Supplied passage
* * *
Monday, 8 February 2016

To Build Or Not To Build?

Visiting the jungle and L’Auberge for the first time is, for most people a culture shock. The shelters are rudimentary, but provide some degree of protection. I have the sort of mind that says “what if?”; this time “what if” became “what if IKEA produced shelters?” (in fact they do, in conjunction with UNHCR, and very nice they are too). But IKEA – and UNHCR – are not in Calais. So it’s very much down to the volunteers to set the benchmark for shelters.
My biggest driver was that so much labour-intensive work was being done in Calais that could possibly be done in the UK prior to assembly in Calais. And this is where IKEA comes in. They are masters of flat pack – we build it, you assemble it. So I thought about their construction techniques: how they use strength only where necessary, to reduce weight, cost and materials. An IKEA side table is two sheets of hardboard over a wooden frame, with an egg box in the middle. Rigid, strong, cheap, light, simple, quick. Shelters need to be all of those, so an idea was born. Turn that side table through 90 degrees, chop the legs off, bolt a few together, and wrap in plastic. Voila! (as they say in Calais). A shelter.
Which is all very well until you have to work out the details, at which point joined-up maths rears its ugly head. The devil really was in the detail – allowing for this, anticipating that. Expecting sub-optimal.
* * *
Image point annotation items
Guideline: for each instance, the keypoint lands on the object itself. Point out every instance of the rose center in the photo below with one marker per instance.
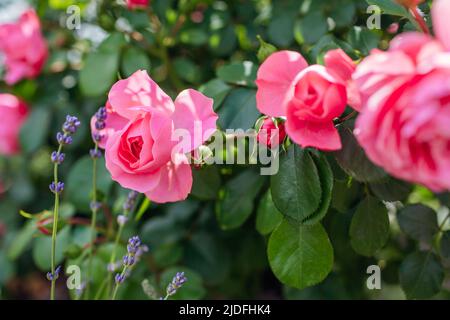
(136, 146)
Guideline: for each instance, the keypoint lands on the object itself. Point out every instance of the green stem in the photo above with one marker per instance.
(93, 221)
(55, 228)
(116, 288)
(112, 259)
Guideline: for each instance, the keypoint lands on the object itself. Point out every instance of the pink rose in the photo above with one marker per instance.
(24, 48)
(404, 125)
(141, 150)
(13, 114)
(137, 4)
(309, 97)
(271, 134)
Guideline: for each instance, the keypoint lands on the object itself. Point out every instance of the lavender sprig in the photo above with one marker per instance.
(177, 282)
(100, 124)
(64, 137)
(135, 249)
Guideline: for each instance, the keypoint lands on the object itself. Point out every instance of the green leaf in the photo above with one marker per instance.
(391, 190)
(445, 245)
(195, 37)
(369, 229)
(296, 188)
(101, 67)
(312, 27)
(419, 222)
(237, 206)
(205, 254)
(363, 39)
(346, 195)
(188, 70)
(207, 183)
(239, 73)
(268, 217)
(98, 73)
(168, 254)
(281, 30)
(35, 129)
(134, 59)
(79, 182)
(239, 110)
(42, 249)
(300, 256)
(265, 49)
(421, 275)
(193, 289)
(354, 161)
(217, 90)
(326, 182)
(390, 7)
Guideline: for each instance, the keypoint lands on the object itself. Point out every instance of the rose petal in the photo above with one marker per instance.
(194, 118)
(137, 94)
(275, 81)
(441, 22)
(323, 136)
(175, 183)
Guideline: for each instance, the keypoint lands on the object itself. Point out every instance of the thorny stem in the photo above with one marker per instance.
(116, 288)
(419, 19)
(55, 228)
(93, 220)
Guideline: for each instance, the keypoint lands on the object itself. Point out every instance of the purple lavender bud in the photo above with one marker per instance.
(57, 157)
(128, 260)
(56, 188)
(71, 125)
(95, 153)
(121, 220)
(95, 205)
(97, 137)
(140, 251)
(101, 114)
(63, 138)
(131, 201)
(54, 276)
(100, 125)
(119, 278)
(177, 283)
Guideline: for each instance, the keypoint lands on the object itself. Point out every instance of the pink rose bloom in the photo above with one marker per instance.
(404, 125)
(271, 134)
(13, 113)
(141, 148)
(24, 48)
(137, 4)
(310, 98)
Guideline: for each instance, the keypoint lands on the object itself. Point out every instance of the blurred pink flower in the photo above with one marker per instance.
* * *
From the blog post about building shelters in Calais, set down the passage starting at "Monday, 8 February" and ending at "benchmark for shelters.". These items have no connection to the blog post about building shelters in Calais.

Monday, 8 February 2016

To Build Or Not To Build?

Visiting the jungle and L’Auberge for the first time is, for most people a culture shock. The shelters are rudimentary, but provide some degree of protection. I have the sort of mind that says “what if?”; this time “what if” became “what if IKEA produced shelters?” (in fact they do, in conjunction with UNHCR, and very nice they are too). But IKEA – and UNHCR – are not in Calais. So it’s very much down to the volunteers to set the benchmark for shelters.